> _Data in this exercise_:
• • •

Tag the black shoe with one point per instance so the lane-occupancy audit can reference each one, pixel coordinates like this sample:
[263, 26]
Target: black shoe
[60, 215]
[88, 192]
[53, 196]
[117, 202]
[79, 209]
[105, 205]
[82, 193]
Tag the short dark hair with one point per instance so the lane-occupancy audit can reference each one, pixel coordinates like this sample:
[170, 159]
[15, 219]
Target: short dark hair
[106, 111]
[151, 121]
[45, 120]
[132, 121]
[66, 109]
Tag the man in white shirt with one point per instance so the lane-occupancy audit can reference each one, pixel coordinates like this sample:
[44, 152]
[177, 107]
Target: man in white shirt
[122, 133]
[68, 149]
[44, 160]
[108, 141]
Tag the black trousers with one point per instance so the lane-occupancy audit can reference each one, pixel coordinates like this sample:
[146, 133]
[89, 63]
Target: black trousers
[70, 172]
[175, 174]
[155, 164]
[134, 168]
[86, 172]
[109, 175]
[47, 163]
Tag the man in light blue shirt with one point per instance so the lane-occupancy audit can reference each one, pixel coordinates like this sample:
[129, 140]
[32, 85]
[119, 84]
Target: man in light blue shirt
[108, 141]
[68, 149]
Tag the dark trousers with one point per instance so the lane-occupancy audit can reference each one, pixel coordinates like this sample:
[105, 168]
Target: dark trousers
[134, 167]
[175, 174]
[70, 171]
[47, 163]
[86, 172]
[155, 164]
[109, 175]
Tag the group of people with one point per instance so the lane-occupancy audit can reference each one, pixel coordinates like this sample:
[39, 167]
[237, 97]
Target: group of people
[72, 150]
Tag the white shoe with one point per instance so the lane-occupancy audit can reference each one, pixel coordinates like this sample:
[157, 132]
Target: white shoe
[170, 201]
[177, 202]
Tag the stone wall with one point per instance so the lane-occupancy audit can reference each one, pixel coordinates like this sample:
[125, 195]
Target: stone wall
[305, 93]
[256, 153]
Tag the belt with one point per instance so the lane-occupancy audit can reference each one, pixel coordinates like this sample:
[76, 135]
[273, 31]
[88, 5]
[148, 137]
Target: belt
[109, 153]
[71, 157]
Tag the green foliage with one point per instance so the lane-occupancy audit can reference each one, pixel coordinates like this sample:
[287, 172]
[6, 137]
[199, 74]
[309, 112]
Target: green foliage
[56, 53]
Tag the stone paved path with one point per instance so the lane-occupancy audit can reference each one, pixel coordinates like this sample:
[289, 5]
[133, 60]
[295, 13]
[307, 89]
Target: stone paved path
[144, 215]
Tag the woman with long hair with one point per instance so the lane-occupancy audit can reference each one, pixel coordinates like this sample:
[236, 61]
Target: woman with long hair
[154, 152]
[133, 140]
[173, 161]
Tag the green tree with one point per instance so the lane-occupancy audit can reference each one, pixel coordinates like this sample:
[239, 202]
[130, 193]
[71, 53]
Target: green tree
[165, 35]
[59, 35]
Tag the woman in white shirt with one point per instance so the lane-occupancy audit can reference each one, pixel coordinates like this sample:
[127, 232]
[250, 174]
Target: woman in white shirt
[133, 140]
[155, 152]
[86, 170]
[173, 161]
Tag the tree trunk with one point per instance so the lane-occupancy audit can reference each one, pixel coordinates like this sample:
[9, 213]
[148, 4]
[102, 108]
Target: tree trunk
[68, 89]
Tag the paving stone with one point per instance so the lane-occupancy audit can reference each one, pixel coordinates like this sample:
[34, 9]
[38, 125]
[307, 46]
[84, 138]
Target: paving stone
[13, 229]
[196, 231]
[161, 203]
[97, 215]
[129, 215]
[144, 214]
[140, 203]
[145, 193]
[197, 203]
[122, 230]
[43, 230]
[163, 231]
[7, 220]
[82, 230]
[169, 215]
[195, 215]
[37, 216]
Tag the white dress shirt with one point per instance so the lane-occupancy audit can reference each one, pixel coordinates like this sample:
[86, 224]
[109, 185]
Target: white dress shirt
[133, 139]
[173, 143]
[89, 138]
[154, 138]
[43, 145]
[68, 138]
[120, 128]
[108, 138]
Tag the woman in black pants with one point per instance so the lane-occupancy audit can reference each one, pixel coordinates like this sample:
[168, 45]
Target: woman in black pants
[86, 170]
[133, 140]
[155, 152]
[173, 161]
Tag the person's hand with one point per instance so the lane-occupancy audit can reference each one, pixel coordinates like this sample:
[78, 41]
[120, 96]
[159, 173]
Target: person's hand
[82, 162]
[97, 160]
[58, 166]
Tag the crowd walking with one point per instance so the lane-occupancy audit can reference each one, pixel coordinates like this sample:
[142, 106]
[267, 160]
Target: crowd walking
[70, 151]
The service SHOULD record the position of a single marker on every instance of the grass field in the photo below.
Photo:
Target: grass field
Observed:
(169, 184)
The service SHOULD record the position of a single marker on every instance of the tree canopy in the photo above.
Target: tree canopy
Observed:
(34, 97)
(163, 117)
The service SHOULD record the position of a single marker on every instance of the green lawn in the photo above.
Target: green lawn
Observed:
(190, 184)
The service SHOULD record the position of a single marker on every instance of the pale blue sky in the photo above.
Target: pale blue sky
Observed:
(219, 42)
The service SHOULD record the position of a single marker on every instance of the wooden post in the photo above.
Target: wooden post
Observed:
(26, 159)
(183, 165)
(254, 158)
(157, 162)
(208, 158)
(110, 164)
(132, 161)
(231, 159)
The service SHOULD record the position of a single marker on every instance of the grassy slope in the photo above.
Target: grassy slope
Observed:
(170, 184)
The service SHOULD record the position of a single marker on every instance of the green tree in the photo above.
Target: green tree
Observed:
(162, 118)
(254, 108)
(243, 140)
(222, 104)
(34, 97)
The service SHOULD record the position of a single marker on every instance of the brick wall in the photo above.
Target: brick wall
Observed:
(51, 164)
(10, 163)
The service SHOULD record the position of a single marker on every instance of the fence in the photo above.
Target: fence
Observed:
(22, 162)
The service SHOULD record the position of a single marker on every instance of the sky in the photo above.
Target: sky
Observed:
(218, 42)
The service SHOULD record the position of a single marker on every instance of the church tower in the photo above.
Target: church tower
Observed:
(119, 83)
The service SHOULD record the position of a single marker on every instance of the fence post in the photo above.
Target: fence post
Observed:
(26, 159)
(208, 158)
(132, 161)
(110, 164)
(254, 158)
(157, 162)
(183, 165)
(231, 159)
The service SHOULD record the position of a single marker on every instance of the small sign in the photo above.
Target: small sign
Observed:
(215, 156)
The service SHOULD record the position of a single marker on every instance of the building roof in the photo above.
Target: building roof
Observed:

• • •

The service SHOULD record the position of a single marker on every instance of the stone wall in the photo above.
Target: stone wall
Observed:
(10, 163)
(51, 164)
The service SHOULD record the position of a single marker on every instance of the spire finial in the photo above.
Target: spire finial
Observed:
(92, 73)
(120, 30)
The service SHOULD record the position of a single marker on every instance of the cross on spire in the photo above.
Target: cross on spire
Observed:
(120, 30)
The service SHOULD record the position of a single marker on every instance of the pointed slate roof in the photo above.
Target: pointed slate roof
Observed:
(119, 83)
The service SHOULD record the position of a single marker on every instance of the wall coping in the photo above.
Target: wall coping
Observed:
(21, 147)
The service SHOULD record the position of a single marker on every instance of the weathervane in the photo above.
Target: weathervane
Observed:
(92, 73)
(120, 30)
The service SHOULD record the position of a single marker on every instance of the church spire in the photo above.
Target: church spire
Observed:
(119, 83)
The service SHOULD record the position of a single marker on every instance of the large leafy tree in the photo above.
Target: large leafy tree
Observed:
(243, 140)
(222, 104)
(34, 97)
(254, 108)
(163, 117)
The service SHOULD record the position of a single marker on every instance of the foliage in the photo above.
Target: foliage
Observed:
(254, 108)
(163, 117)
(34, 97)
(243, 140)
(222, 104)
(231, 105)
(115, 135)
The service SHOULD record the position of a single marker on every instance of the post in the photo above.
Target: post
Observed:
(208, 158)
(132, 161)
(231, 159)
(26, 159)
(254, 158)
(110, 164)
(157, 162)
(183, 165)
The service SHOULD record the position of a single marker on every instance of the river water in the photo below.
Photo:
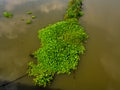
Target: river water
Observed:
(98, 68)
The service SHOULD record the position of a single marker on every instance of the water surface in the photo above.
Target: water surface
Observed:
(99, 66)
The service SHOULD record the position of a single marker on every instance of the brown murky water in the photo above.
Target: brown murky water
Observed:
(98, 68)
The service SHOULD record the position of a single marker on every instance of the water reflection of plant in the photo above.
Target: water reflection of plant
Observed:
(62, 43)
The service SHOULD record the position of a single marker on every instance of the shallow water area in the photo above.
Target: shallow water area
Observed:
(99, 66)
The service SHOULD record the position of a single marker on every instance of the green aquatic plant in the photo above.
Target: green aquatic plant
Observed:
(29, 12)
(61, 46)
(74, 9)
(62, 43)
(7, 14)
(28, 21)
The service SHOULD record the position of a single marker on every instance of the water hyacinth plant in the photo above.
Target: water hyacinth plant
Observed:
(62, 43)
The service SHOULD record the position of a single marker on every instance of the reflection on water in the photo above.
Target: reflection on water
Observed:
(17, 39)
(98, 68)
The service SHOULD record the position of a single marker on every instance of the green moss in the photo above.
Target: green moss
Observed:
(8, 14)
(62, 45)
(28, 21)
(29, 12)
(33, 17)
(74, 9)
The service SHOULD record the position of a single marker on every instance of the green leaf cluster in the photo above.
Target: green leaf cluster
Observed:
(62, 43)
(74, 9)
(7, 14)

• • •

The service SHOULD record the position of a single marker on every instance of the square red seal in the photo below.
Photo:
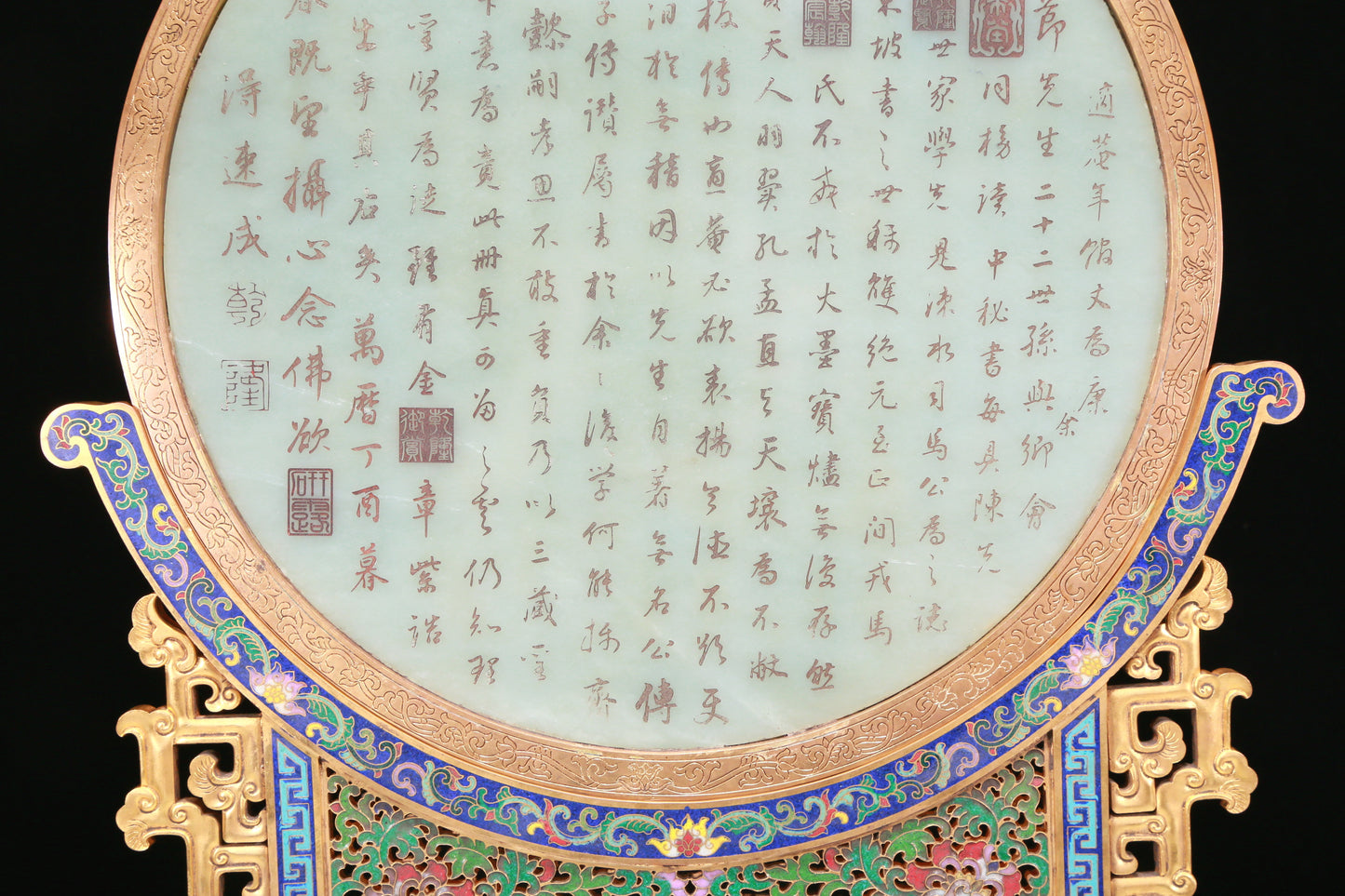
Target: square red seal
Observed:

• • •

> _Exercise_: Above are the entries; copy out every line among them that contains the word "river".

> _Task output_:
The service SHOULD record the position of a single marker on every instance of the river water in the photo below.
Target: river water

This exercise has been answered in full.